Exercices
• A. Modifiez, s'il vous plaît, le passage du texte sur le bienfaiteur de Corte compris entre « Il paya la statue » et « qu’il finança aussi. », inclus, en remplaçant « statue » par « fontaine ».
• B. D'après le texte sur le bienfaiteur de Corte, en quelle année la localité de Manfredi a-t-elle été créée ?

Préalablement il avait consenti des prêts à la commune.
Une partie des égouts de la Place Padoue à l’Orta ont été réalisés avec ses deniers. L’esplanade de la Place Padoue a été réalisée sur un terrain qui lui appartenait et qu’il céda gracieusement.
Il paya la statue du monument aux morts. Un temps l’avenue porta son nom et à la libération on lui préfera celui de De Gaulle ! Seul aujourd’hui l’hopitalporte -en partie- son nom et le stade qu’il finança aussi.
Sa devise » Qui donne aux pauvres prête à Dieu » jusqu’à sa mort en novembre 1951 à Rosario il s’est fermement tenu à la respecter.
Aujourd’hui à Corte il reste encore des traces de sa générosité hors du commun tout comme en Argentine.
Tous les ans dans la localité de « Manfredi » à proximité de Cordoba qu’il créa en 1914 ses arrières petits enfants et leurs amis célèbrent la mémoire de ce petit Corse qui sut devenir un grand, un » Don », un » Monsieur » tout en sachant garder la tête froide et le cœur chaleureux. Un bienfaiteur tout simplement dit mais ô combien exceptionnel.
Depuis 2010ses descendants de la quatrième et cinquième génération ont renoué avec leurs cousins de Corse.

[Entrées de données enregistrées]
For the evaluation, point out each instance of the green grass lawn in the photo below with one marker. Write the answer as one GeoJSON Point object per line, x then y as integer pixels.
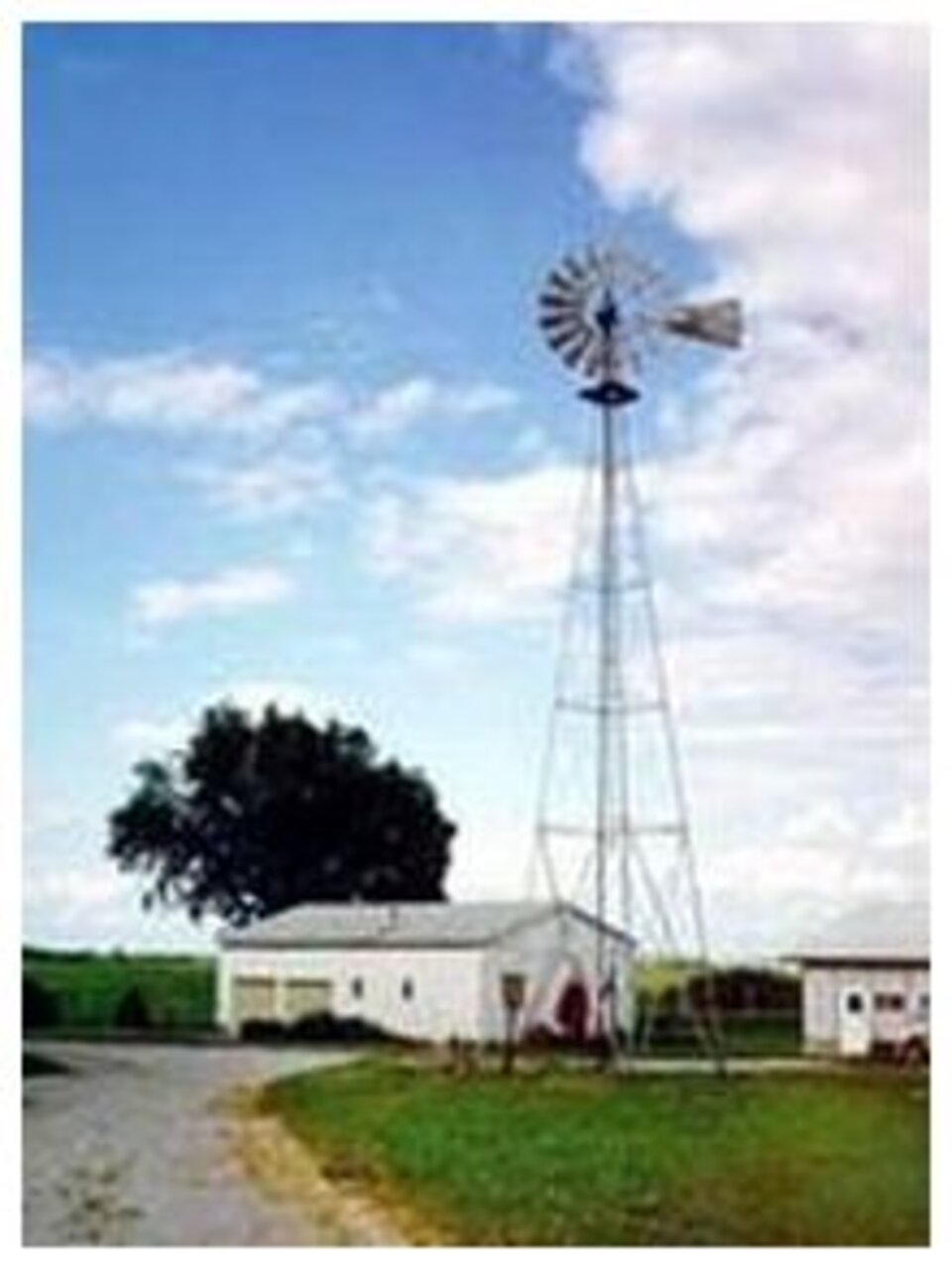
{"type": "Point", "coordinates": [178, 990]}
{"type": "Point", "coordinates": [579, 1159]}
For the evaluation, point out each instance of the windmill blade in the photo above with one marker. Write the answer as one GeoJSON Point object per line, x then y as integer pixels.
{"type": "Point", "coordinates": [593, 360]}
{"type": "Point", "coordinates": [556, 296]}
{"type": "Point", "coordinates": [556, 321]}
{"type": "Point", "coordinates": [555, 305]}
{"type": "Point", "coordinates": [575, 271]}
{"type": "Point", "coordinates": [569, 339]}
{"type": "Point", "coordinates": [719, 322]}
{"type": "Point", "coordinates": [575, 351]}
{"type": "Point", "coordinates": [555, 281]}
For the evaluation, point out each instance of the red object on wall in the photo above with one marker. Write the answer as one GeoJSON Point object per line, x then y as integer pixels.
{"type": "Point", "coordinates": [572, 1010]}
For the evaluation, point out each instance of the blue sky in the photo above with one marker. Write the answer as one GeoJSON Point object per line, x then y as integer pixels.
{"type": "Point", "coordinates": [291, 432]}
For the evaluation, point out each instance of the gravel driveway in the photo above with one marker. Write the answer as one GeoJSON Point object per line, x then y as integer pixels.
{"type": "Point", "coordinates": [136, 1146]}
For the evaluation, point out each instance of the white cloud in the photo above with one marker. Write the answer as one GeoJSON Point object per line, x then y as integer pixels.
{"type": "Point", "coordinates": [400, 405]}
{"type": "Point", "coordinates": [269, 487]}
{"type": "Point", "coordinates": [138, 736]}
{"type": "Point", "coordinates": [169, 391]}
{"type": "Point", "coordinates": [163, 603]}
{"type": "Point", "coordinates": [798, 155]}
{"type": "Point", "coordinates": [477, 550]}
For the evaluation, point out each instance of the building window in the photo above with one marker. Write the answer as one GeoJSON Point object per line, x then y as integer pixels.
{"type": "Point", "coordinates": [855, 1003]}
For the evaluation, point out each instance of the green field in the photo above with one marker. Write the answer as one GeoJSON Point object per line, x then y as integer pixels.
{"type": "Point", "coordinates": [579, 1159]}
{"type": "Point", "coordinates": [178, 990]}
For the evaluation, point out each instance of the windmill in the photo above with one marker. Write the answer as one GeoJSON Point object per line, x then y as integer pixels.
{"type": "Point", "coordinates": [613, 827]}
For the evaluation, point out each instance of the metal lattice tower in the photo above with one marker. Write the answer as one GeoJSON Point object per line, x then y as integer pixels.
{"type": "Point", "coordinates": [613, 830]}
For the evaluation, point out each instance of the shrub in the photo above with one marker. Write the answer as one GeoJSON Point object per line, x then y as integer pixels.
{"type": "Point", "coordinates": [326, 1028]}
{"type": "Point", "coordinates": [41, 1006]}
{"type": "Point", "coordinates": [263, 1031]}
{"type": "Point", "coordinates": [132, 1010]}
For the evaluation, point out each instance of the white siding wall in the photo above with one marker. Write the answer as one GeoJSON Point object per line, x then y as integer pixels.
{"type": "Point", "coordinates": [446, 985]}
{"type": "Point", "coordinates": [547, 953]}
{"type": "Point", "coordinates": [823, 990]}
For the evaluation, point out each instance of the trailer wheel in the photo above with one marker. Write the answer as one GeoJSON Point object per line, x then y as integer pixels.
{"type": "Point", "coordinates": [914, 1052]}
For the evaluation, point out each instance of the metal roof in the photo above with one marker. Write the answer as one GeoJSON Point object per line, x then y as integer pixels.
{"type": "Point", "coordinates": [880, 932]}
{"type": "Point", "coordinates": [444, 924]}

Réponses par exercice
• A.
Il paya la fontaine du monument aux morts. Un temps l’avenue porta son nom et à la libération on lui préfera celui de De Gaulle ! Seul aujourd’hui l’hopitalporte -en partie- son nom et le stade qu’il finança aussi.

• B. En 1914.